Task details: Please output every record below exactly as written, leaving out any pictures.

[Image point grounding data]
-=-=-

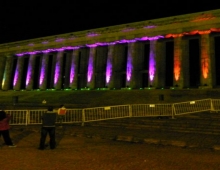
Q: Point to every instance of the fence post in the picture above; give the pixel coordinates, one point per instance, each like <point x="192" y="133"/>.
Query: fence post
<point x="27" y="117"/>
<point x="83" y="117"/>
<point x="173" y="111"/>
<point x="130" y="110"/>
<point x="212" y="106"/>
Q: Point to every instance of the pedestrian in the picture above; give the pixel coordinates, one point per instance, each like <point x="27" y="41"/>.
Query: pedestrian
<point x="61" y="114"/>
<point x="4" y="128"/>
<point x="48" y="127"/>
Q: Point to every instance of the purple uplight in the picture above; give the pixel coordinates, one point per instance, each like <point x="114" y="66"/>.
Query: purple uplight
<point x="42" y="73"/>
<point x="45" y="42"/>
<point x="149" y="38"/>
<point x="150" y="26"/>
<point x="57" y="73"/>
<point x="15" y="77"/>
<point x="90" y="69"/>
<point x="152" y="66"/>
<point x="128" y="29"/>
<point x="129" y="67"/>
<point x="108" y="70"/>
<point x="59" y="39"/>
<point x="126" y="41"/>
<point x="20" y="55"/>
<point x="92" y="34"/>
<point x="91" y="45"/>
<point x="28" y="75"/>
<point x="72" y="73"/>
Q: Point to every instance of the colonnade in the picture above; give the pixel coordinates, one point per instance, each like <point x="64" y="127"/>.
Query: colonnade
<point x="132" y="65"/>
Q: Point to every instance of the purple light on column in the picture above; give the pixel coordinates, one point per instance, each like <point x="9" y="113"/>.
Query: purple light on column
<point x="56" y="75"/>
<point x="149" y="38"/>
<point x="150" y="26"/>
<point x="129" y="68"/>
<point x="128" y="29"/>
<point x="108" y="70"/>
<point x="125" y="41"/>
<point x="59" y="39"/>
<point x="28" y="75"/>
<point x="91" y="45"/>
<point x="19" y="55"/>
<point x="15" y="77"/>
<point x="72" y="74"/>
<point x="151" y="67"/>
<point x="92" y="34"/>
<point x="42" y="75"/>
<point x="90" y="69"/>
<point x="45" y="42"/>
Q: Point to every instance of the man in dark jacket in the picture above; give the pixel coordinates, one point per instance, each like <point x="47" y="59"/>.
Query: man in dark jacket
<point x="4" y="128"/>
<point x="48" y="126"/>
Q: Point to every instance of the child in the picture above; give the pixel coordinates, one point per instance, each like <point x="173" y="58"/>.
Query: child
<point x="4" y="128"/>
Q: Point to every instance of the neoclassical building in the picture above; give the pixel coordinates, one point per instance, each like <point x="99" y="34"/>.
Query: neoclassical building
<point x="174" y="52"/>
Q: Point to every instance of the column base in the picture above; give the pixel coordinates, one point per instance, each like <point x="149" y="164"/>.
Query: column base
<point x="150" y="88"/>
<point x="205" y="87"/>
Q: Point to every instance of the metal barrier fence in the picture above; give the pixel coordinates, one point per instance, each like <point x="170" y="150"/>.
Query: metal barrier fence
<point x="103" y="113"/>
<point x="192" y="106"/>
<point x="28" y="117"/>
<point x="141" y="110"/>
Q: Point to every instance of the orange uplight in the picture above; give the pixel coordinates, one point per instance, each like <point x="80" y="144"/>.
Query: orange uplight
<point x="205" y="68"/>
<point x="177" y="69"/>
<point x="204" y="32"/>
<point x="203" y="17"/>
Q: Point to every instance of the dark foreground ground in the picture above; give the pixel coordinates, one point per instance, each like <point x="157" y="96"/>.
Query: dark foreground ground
<point x="79" y="150"/>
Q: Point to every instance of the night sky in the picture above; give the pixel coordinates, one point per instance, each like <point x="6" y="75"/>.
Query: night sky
<point x="22" y="19"/>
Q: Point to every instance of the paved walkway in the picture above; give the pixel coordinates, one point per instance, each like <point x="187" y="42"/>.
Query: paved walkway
<point x="186" y="140"/>
<point x="94" y="148"/>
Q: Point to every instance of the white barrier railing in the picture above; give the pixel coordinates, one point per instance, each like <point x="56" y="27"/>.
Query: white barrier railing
<point x="26" y="117"/>
<point x="103" y="113"/>
<point x="141" y="110"/>
<point x="192" y="106"/>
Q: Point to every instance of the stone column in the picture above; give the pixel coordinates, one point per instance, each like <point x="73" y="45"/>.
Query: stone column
<point x="30" y="72"/>
<point x="18" y="73"/>
<point x="181" y="63"/>
<point x="134" y="65"/>
<point x="83" y="68"/>
<point x="7" y="73"/>
<point x="157" y="65"/>
<point x="206" y="61"/>
<point x="100" y="66"/>
<point x="109" y="68"/>
<point x="58" y="70"/>
<point x="43" y="72"/>
<point x="118" y="65"/>
<point x="91" y="68"/>
<point x="2" y="68"/>
<point x="74" y="69"/>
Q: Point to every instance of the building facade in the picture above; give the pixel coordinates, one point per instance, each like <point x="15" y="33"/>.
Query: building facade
<point x="174" y="52"/>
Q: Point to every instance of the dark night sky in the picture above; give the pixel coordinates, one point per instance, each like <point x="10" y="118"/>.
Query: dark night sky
<point x="22" y="19"/>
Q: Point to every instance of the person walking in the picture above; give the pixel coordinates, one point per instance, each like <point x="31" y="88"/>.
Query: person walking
<point x="4" y="128"/>
<point x="48" y="127"/>
<point x="61" y="114"/>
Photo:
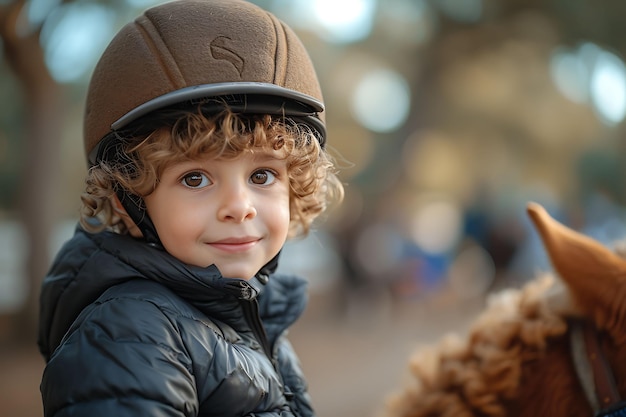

-=-=-

Answer area:
Q: Point to every instance of the fence post in the picture above; give the pixel coordinates, one point per instance, each like <point x="192" y="133"/>.
Query: fence post
<point x="27" y="117"/>
<point x="83" y="117"/>
<point x="173" y="111"/>
<point x="130" y="110"/>
<point x="212" y="106"/>
Q: Point to every instance of the pedestrian in the picture above; give the pixel coordinates, one point per instance, each like <point x="27" y="41"/>.
Query: pedestrian
<point x="61" y="114"/>
<point x="4" y="128"/>
<point x="48" y="127"/>
Q: Point to every instance of the purple uplight in the picture above; give the pixel coordinates, one point per instance, each like <point x="114" y="66"/>.
Query: purple uplight
<point x="42" y="73"/>
<point x="45" y="42"/>
<point x="149" y="38"/>
<point x="150" y="26"/>
<point x="57" y="73"/>
<point x="15" y="77"/>
<point x="90" y="69"/>
<point x="152" y="66"/>
<point x="128" y="29"/>
<point x="129" y="67"/>
<point x="108" y="70"/>
<point x="59" y="39"/>
<point x="126" y="41"/>
<point x="20" y="55"/>
<point x="92" y="34"/>
<point x="91" y="45"/>
<point x="28" y="75"/>
<point x="72" y="73"/>
Q: Point to every instance of the colonnade in the picture above; give the pixel coordinates, one point per instance, each like <point x="64" y="127"/>.
Query: colonnade
<point x="132" y="65"/>
Q: Point to every instance of the purple light on column in the picture above; give the pixel coordinates, one point per instance, each like <point x="9" y="113"/>.
Query: purple light on column
<point x="56" y="75"/>
<point x="149" y="38"/>
<point x="150" y="26"/>
<point x="129" y="68"/>
<point x="128" y="29"/>
<point x="108" y="70"/>
<point x="125" y="41"/>
<point x="59" y="39"/>
<point x="28" y="75"/>
<point x="91" y="45"/>
<point x="19" y="55"/>
<point x="15" y="77"/>
<point x="72" y="74"/>
<point x="151" y="67"/>
<point x="92" y="34"/>
<point x="42" y="75"/>
<point x="90" y="69"/>
<point x="45" y="42"/>
Q: Point to every instance of the man in dark jacket in the picture above; give the pixel coordinates, one point per instance, each like <point x="47" y="59"/>.
Query: man in dark jacket
<point x="4" y="128"/>
<point x="48" y="126"/>
Q: Point to every instance of the child in the picture above; give the pixel coordinates, one point per instance, each like <point x="173" y="58"/>.
Query: child
<point x="4" y="128"/>
Q: Point to every instance of the neoclassical building in the picture above; give the pixel coordinates, one point per instance, each like <point x="99" y="34"/>.
Query: neoclassical building
<point x="174" y="52"/>
Q: Point to every instance of the column base in the picture above; give the pixel coordinates, one point per instance, each like <point x="149" y="164"/>.
Query: column base
<point x="150" y="88"/>
<point x="205" y="87"/>
Q: Point to every instance of the metal barrier fence in the picture above; give the pixel coordinates, one point per instance, each like <point x="170" y="150"/>.
Query: metal barrier fence
<point x="103" y="113"/>
<point x="192" y="106"/>
<point x="28" y="117"/>
<point x="141" y="110"/>
Q: Point to every instance of the orange uplight in the picture above; give the pixel coordinates, one point per instance, each like <point x="80" y="144"/>.
Query: orange uplight
<point x="205" y="68"/>
<point x="177" y="69"/>
<point x="204" y="32"/>
<point x="203" y="17"/>
Q: Point to every instance of the dark foreground ground in the picture above; give the pixel coordinates, one point per instance, each like <point x="157" y="96"/>.
Query: dark foreground ground
<point x="79" y="150"/>
Q: Point to every instance of the night sky in the picture above; give the pixel coordinates, one point per instance, each like <point x="6" y="75"/>.
Query: night sky
<point x="22" y="19"/>
Q: Point to every instance of the paved walkway in the picture above; give the pixel coordinates, one point per instance, each like <point x="187" y="42"/>.
Query: paved walkway
<point x="186" y="140"/>
<point x="94" y="148"/>
Q: Point to every instance of the white barrier railing in the picture above; give the pixel coordinates, one point per instance, each like <point x="56" y="27"/>.
Query: white barrier railing
<point x="26" y="117"/>
<point x="103" y="113"/>
<point x="141" y="110"/>
<point x="192" y="106"/>
Q: Point to every instance of the stone column in the picture above; give the pixel coordinates, one point per instance, each like <point x="73" y="45"/>.
Query: stone column
<point x="30" y="72"/>
<point x="18" y="73"/>
<point x="181" y="63"/>
<point x="134" y="65"/>
<point x="83" y="68"/>
<point x="7" y="73"/>
<point x="157" y="65"/>
<point x="206" y="61"/>
<point x="100" y="66"/>
<point x="109" y="68"/>
<point x="58" y="70"/>
<point x="43" y="72"/>
<point x="118" y="65"/>
<point x="91" y="68"/>
<point x="2" y="68"/>
<point x="74" y="69"/>
Q: Point to every instance of the building facade in the picture above; give the pixel coordinates, one point per instance, each like <point x="15" y="33"/>.
Query: building facade
<point x="174" y="52"/>
Q: Point to every instance of the dark night sky in the picture above; give the pixel coordinates, one point per instance, each like <point x="10" y="118"/>.
Query: dark night sky
<point x="22" y="19"/>
Q: Point to every instance of the person walking in the picture above; give the pixel coordinates, one point per instance, each like <point x="31" y="88"/>.
Query: person walking
<point x="4" y="128"/>
<point x="48" y="127"/>
<point x="61" y="114"/>
Photo:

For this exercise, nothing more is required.